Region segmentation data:
↓↓↓
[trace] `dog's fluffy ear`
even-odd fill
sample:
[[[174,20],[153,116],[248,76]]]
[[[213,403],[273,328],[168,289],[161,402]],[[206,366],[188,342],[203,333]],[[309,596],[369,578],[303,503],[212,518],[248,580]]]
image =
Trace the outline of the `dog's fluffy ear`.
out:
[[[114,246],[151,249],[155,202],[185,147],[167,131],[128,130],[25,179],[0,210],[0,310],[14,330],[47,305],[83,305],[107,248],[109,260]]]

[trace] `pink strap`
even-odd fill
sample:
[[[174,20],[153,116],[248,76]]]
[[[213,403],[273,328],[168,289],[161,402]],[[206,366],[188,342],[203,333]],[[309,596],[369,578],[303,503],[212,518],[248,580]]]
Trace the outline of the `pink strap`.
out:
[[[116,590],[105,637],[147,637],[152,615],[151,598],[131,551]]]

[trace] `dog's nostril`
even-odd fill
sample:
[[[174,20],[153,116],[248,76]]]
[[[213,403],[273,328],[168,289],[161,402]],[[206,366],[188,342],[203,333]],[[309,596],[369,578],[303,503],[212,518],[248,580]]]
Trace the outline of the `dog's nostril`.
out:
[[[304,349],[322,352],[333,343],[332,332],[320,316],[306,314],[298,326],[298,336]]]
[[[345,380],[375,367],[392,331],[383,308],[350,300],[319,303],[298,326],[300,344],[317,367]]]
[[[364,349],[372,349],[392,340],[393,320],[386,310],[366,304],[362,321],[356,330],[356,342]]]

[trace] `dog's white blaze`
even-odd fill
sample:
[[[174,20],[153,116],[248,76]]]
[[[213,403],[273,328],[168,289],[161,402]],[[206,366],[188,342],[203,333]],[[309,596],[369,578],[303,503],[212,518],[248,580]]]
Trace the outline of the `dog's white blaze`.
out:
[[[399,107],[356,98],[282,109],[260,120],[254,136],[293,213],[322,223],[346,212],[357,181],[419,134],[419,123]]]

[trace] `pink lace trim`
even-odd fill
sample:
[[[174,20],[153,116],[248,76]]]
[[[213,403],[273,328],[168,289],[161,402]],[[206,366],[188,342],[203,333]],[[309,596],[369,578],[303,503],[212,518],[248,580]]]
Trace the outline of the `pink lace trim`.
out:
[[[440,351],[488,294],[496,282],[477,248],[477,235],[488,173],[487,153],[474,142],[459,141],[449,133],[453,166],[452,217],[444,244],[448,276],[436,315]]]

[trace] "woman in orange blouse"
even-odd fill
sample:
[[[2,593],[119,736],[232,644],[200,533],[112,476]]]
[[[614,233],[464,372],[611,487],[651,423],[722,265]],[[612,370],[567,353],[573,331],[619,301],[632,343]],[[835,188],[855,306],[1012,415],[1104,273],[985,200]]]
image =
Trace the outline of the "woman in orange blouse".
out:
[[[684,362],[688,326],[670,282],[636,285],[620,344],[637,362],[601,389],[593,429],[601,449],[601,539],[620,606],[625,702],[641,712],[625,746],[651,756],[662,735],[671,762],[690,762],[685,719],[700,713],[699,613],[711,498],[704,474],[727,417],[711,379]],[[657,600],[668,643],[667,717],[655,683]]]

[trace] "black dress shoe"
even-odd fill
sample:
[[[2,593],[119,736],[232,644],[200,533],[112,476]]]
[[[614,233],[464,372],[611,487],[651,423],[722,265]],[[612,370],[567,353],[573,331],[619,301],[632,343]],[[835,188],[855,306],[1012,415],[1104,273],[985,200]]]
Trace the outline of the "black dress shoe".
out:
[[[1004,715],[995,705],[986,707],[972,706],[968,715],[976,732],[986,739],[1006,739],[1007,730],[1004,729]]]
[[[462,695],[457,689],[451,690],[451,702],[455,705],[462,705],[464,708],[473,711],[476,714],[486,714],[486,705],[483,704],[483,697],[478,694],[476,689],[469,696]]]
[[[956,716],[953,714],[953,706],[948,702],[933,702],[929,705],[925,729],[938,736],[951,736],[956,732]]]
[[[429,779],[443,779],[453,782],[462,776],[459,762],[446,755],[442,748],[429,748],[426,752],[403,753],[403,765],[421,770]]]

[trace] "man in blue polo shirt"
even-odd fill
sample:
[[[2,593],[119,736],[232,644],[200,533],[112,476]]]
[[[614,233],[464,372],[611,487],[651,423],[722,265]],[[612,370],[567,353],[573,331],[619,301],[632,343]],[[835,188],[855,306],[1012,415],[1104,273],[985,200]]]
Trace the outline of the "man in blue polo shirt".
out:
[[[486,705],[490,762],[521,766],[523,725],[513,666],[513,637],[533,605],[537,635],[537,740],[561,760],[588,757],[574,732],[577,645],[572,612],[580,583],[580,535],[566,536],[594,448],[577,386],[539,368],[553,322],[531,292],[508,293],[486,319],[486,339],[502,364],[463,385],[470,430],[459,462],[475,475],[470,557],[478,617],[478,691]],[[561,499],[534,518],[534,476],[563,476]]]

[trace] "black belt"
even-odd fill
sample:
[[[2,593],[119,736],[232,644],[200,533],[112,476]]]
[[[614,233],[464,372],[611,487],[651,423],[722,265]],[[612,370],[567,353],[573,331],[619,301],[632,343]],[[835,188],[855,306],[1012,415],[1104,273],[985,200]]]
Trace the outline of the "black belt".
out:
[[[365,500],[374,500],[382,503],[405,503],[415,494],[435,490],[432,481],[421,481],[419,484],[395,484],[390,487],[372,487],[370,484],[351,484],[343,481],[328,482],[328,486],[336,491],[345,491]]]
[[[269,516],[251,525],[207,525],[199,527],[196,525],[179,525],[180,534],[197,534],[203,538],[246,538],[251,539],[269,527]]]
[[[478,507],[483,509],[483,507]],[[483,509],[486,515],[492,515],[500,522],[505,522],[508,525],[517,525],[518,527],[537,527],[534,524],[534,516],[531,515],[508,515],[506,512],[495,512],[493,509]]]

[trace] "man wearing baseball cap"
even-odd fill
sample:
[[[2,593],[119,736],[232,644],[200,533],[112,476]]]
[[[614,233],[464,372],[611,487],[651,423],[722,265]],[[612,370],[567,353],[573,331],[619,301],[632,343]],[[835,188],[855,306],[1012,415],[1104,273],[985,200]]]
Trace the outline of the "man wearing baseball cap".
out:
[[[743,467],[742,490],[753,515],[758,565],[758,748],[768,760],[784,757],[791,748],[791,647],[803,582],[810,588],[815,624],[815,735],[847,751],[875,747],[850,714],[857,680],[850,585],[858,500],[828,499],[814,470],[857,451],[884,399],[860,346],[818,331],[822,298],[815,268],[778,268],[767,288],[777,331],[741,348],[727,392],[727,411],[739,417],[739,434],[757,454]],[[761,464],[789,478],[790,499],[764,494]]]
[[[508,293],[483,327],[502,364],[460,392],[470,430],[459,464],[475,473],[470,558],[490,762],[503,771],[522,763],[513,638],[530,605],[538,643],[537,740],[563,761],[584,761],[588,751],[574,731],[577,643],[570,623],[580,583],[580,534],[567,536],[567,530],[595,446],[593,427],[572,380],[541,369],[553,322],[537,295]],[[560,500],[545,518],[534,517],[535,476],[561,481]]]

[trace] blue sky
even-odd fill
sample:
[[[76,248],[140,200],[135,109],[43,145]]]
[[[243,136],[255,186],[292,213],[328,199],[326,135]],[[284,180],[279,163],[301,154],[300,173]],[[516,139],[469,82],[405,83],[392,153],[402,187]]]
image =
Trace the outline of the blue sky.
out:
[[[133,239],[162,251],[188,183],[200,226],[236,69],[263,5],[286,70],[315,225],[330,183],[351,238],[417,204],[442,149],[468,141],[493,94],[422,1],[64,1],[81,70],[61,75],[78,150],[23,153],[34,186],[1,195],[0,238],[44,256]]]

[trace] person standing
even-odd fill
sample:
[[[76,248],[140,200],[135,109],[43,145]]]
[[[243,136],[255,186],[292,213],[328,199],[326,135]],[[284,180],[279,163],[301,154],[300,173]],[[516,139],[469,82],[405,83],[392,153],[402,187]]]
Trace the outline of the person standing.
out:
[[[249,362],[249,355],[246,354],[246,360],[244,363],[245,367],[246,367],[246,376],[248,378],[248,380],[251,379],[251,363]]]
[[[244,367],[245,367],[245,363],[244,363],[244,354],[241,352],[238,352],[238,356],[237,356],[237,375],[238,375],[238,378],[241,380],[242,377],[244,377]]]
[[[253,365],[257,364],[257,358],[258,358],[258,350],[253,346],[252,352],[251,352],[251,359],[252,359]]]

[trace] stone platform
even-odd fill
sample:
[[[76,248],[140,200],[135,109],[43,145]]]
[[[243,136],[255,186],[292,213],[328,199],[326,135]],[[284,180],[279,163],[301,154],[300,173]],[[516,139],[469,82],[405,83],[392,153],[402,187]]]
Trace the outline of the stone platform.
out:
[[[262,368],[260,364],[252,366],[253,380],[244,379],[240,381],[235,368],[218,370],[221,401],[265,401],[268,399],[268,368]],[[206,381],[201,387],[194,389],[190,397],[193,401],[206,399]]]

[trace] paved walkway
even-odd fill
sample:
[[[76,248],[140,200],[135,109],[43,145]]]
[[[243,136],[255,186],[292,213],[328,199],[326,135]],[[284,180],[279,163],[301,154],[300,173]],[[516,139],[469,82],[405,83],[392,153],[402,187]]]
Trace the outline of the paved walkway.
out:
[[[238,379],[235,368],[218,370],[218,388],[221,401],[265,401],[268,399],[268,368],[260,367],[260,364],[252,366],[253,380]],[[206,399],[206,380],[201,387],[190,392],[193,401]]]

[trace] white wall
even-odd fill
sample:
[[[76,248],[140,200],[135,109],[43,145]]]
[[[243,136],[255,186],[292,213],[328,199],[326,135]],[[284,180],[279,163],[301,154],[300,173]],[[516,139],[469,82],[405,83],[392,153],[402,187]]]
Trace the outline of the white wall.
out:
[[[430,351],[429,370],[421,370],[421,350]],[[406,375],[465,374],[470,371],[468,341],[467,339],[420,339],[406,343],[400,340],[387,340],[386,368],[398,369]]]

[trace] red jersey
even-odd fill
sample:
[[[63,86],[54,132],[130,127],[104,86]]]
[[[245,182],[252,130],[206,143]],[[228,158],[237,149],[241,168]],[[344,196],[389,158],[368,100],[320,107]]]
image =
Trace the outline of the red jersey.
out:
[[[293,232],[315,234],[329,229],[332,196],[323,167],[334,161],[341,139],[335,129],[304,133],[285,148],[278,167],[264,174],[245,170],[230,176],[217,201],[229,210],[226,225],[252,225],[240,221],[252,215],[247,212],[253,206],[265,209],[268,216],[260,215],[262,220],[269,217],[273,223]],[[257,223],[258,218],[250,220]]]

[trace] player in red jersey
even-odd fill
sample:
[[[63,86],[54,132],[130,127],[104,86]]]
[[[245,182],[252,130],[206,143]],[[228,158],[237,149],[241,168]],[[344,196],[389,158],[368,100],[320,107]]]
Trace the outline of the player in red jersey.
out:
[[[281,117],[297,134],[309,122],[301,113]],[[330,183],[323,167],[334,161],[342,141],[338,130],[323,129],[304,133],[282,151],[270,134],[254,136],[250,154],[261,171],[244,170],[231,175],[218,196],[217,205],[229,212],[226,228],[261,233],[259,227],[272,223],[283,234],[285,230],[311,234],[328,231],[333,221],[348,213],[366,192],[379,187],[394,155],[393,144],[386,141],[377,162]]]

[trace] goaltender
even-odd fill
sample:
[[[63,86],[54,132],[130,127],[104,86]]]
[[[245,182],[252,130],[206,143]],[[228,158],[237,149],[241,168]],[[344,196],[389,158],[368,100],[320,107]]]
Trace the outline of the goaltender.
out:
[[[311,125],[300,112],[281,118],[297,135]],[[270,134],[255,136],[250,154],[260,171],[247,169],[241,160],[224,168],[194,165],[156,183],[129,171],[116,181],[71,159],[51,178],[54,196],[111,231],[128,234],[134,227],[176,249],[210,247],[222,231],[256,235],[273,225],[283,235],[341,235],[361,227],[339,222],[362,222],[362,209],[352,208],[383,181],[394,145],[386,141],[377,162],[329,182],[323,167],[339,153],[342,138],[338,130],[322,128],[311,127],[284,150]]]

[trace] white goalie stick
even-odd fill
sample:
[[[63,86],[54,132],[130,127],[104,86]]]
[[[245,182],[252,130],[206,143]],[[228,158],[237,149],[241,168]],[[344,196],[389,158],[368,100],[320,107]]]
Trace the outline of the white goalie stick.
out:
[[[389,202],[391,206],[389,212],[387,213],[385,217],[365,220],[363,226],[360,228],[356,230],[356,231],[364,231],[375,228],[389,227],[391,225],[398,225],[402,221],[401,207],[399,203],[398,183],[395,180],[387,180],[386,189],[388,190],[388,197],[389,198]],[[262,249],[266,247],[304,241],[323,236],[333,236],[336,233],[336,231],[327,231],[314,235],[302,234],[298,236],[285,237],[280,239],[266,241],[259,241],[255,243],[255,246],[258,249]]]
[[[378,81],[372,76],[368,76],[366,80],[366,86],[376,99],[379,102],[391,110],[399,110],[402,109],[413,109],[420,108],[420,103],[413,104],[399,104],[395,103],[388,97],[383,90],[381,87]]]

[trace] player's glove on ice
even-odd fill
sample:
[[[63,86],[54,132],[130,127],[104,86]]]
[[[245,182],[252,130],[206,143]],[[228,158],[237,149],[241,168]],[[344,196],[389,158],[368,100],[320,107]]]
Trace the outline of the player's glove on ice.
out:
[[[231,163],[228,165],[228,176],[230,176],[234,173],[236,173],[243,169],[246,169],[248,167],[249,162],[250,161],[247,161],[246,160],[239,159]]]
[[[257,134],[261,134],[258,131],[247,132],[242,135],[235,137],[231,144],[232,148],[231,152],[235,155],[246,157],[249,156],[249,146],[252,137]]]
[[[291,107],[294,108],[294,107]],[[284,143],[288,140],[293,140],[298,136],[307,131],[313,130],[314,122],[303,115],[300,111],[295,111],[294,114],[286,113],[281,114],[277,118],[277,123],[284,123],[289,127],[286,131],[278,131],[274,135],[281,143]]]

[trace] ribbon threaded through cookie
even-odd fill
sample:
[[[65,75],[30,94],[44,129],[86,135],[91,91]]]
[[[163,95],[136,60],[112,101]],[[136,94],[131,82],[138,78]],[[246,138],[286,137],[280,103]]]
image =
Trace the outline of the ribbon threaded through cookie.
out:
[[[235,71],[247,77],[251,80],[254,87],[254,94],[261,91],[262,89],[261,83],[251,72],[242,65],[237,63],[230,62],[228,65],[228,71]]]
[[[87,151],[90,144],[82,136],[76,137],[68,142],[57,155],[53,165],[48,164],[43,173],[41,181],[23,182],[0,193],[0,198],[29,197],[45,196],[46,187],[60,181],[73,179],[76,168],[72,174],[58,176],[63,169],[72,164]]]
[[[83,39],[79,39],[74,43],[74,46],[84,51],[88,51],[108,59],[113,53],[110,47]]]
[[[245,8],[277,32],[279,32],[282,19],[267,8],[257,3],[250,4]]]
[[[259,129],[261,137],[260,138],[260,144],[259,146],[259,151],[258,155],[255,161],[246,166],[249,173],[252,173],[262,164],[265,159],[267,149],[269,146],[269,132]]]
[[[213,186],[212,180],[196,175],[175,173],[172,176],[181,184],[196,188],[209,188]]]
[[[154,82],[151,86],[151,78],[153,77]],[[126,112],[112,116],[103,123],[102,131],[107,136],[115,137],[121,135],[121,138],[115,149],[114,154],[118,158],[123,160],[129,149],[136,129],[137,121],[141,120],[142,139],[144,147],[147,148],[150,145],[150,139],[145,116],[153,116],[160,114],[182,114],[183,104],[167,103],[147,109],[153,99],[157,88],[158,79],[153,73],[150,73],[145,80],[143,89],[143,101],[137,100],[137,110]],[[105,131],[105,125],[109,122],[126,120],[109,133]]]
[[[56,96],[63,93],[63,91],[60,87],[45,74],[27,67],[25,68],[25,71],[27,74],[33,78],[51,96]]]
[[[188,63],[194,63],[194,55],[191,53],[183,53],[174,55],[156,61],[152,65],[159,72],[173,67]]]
↑↑↑
Reproduce word for word the lines of the items, starting at the line that contains "[trace] ribbon threaded through cookie" and ending at the final line of the items.

[trace] ribbon threaded through cookie
even-odd fill
sample:
[[[65,75],[30,94],[44,129],[86,135],[91,91]]]
[[[163,95],[136,60],[112,101]],[[136,94],[131,82],[138,78]],[[246,138],[286,137],[280,103]]]
image =
Trace the outline of the ribbon threaded through cookie.
out:
[[[235,71],[247,77],[251,80],[254,87],[254,94],[261,91],[262,89],[261,83],[251,72],[242,65],[237,63],[230,62],[228,65],[228,71]]]
[[[87,151],[90,144],[82,136],[76,137],[68,142],[57,155],[53,165],[48,164],[43,173],[41,181],[23,182],[0,193],[0,198],[29,197],[45,196],[46,187],[60,181],[73,179],[76,168],[72,174],[58,176],[63,169],[72,164]]]
[[[83,39],[79,39],[74,43],[74,46],[84,51],[88,51],[108,59],[113,53],[110,47]]]
[[[245,8],[277,32],[279,32],[282,19],[267,8],[257,3],[250,4]]]
[[[259,129],[261,137],[260,138],[260,144],[259,146],[259,151],[258,155],[255,161],[246,166],[249,173],[252,173],[262,164],[265,159],[267,149],[269,146],[269,132]]]
[[[213,186],[212,180],[196,175],[175,173],[172,176],[181,184],[196,188],[209,188]]]
[[[154,82],[151,86],[151,78],[153,77]],[[126,112],[112,116],[103,123],[102,131],[107,136],[115,137],[121,135],[121,138],[115,149],[114,154],[118,158],[123,160],[129,149],[136,129],[137,121],[141,120],[142,139],[144,147],[147,148],[150,145],[150,139],[145,116],[153,116],[160,114],[182,114],[183,104],[167,103],[147,109],[153,99],[157,88],[158,79],[153,73],[150,73],[145,80],[143,89],[143,101],[137,100],[137,110]],[[105,131],[105,125],[109,122],[126,120],[109,133]]]
[[[56,96],[63,93],[63,91],[60,87],[45,74],[27,67],[25,68],[25,71],[27,74],[33,78],[51,96]]]
[[[188,63],[194,63],[194,55],[191,53],[183,53],[174,55],[156,61],[152,65],[159,72],[173,67]]]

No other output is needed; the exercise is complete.